(Segmentation dataset excerpts)

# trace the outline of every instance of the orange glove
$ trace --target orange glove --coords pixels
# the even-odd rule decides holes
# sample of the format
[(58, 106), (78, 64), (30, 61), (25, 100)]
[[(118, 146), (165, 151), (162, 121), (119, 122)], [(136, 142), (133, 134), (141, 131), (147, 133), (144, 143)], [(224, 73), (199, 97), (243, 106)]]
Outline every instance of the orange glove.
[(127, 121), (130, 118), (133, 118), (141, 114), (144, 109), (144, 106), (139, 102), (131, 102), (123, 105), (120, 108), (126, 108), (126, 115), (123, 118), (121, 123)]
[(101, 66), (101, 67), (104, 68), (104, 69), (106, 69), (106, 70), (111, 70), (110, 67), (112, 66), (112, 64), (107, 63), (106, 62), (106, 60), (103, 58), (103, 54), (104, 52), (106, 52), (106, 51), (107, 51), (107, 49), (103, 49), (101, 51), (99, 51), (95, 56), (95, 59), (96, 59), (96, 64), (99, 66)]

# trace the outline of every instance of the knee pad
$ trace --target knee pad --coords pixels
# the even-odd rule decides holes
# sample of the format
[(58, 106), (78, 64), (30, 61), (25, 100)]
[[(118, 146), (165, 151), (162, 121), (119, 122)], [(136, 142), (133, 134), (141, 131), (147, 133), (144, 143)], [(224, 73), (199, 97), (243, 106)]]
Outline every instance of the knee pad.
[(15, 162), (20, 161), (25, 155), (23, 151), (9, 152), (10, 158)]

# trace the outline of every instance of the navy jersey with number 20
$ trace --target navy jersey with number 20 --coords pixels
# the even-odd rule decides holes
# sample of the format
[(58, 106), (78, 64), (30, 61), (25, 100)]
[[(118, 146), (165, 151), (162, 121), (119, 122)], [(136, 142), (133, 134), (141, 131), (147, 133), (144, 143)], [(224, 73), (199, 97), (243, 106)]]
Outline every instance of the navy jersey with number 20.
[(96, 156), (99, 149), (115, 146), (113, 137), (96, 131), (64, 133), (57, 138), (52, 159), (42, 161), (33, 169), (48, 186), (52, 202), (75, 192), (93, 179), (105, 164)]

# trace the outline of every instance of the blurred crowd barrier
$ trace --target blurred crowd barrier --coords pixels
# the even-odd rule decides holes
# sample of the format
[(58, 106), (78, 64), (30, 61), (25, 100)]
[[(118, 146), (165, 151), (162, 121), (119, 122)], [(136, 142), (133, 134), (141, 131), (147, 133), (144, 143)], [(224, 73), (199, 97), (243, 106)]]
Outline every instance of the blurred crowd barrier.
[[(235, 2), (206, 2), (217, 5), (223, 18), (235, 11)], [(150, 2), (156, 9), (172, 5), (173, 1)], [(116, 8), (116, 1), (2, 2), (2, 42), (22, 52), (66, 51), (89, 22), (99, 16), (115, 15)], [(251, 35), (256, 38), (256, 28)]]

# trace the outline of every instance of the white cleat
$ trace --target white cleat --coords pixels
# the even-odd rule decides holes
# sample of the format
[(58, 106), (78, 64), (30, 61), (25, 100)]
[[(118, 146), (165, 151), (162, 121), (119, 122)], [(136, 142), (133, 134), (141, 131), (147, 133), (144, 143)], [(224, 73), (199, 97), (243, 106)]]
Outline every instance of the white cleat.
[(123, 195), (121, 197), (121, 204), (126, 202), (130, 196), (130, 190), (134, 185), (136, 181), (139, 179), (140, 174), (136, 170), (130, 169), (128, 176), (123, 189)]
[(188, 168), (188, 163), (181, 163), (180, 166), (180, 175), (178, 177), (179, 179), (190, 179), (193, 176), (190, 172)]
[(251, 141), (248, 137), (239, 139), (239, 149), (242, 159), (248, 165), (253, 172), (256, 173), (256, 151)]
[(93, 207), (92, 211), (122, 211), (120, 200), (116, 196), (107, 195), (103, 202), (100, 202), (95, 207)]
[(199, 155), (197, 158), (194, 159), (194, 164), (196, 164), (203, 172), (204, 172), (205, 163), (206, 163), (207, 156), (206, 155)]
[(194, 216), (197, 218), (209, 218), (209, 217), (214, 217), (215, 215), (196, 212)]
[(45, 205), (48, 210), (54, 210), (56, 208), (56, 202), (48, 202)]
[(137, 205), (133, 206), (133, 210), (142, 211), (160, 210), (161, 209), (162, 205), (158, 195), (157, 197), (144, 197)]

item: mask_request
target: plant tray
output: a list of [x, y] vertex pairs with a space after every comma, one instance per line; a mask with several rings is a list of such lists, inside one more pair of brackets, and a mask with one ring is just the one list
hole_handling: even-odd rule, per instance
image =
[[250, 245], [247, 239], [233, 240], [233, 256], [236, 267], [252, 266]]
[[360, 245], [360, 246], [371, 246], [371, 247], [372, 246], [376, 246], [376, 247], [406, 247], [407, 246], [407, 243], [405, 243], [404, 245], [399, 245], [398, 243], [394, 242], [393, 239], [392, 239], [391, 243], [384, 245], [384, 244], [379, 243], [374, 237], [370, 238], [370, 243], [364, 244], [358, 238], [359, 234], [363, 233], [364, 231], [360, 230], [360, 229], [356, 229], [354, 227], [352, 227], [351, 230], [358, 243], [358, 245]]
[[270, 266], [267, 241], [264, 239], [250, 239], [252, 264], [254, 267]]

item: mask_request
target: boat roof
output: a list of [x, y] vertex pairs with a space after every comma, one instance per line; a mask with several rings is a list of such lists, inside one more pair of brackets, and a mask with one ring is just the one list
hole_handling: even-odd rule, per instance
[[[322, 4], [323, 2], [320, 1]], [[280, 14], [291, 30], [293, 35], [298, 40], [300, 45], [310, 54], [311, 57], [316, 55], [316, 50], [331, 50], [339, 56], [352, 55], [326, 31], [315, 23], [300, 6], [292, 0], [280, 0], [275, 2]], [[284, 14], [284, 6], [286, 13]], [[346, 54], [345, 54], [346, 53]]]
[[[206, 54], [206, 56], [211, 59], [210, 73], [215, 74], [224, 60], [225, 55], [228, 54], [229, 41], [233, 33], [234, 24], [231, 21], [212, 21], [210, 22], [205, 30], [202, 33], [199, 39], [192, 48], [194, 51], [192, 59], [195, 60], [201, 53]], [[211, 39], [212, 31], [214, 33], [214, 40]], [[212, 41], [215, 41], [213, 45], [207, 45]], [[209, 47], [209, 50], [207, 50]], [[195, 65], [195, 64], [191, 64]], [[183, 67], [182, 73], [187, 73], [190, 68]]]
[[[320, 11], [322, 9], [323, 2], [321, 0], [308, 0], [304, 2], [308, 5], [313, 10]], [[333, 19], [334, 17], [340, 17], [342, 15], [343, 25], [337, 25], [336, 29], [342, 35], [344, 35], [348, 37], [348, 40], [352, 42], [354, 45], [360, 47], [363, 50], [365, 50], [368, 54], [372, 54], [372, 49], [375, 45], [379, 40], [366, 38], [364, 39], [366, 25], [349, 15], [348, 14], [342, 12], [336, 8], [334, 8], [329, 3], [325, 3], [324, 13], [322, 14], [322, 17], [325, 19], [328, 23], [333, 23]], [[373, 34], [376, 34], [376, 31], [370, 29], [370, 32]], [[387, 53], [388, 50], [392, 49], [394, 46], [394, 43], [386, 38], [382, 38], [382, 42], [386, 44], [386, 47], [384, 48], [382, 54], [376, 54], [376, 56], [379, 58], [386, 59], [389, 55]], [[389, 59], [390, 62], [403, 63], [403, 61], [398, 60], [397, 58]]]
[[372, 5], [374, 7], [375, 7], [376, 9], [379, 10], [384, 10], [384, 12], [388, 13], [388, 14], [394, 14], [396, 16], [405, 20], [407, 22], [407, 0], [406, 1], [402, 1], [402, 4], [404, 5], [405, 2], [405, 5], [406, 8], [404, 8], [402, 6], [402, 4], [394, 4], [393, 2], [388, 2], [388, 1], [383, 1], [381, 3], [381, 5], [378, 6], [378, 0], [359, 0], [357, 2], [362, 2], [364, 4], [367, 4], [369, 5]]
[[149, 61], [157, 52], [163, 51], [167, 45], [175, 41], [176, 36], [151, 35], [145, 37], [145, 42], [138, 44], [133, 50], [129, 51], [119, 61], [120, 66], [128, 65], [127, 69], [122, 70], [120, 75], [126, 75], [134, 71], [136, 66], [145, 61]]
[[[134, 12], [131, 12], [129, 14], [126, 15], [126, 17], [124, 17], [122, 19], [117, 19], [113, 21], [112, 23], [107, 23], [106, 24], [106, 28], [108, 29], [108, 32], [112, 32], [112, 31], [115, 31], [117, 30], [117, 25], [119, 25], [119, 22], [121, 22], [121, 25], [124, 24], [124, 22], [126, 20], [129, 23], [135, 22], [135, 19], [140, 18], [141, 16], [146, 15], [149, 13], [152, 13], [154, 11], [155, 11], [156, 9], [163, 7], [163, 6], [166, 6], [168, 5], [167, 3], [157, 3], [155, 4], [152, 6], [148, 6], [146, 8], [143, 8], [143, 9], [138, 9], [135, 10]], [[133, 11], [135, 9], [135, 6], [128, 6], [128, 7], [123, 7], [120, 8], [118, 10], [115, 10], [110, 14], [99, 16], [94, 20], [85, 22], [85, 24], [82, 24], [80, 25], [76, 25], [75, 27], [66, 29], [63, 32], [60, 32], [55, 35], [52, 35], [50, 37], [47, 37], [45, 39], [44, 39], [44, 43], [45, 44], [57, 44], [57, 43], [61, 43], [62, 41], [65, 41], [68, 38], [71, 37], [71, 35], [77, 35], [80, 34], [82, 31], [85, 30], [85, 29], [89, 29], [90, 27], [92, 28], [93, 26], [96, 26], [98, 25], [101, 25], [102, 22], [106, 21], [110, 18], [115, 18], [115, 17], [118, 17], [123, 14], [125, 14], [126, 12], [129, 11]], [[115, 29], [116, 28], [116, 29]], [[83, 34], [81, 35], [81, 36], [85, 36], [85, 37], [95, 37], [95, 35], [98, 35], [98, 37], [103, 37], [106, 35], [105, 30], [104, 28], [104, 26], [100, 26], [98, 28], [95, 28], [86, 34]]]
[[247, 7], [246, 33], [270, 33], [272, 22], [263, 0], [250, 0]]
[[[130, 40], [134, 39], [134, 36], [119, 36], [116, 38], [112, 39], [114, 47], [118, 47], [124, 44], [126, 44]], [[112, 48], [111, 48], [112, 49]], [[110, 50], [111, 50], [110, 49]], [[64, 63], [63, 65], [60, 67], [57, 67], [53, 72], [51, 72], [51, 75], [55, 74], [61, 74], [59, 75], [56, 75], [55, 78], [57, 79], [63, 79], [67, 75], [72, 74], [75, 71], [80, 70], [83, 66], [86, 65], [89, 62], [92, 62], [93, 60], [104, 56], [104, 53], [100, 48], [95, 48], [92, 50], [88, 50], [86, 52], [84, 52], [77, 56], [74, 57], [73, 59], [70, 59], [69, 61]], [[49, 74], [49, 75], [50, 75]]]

* **Objective**: Arrange the lines of the records from the line containing "# trace the outline of every instance of the white" through the line containing "176), (123, 189)]", inclusive, as a numbered list, leaving out any blank lines.

* **Task response**:
1. # trace the outline of every instance of the white cleat
2. $ trace --target white cleat --coords pixels
3. # the even-odd rule decides holes
4. # sample of the format
5. [(58, 106), (78, 64), (30, 61), (25, 100)]
6. [[(118, 146), (165, 151), (162, 121), (119, 122)], [(136, 142), (133, 134), (141, 131), (147, 133), (144, 143)], [(224, 73), (199, 97), (243, 106)]]
7. Outline every instance of the white cleat.
8. [(123, 195), (121, 197), (121, 204), (126, 202), (130, 196), (130, 190), (134, 185), (136, 181), (139, 179), (140, 174), (136, 170), (130, 169), (128, 176), (123, 189)]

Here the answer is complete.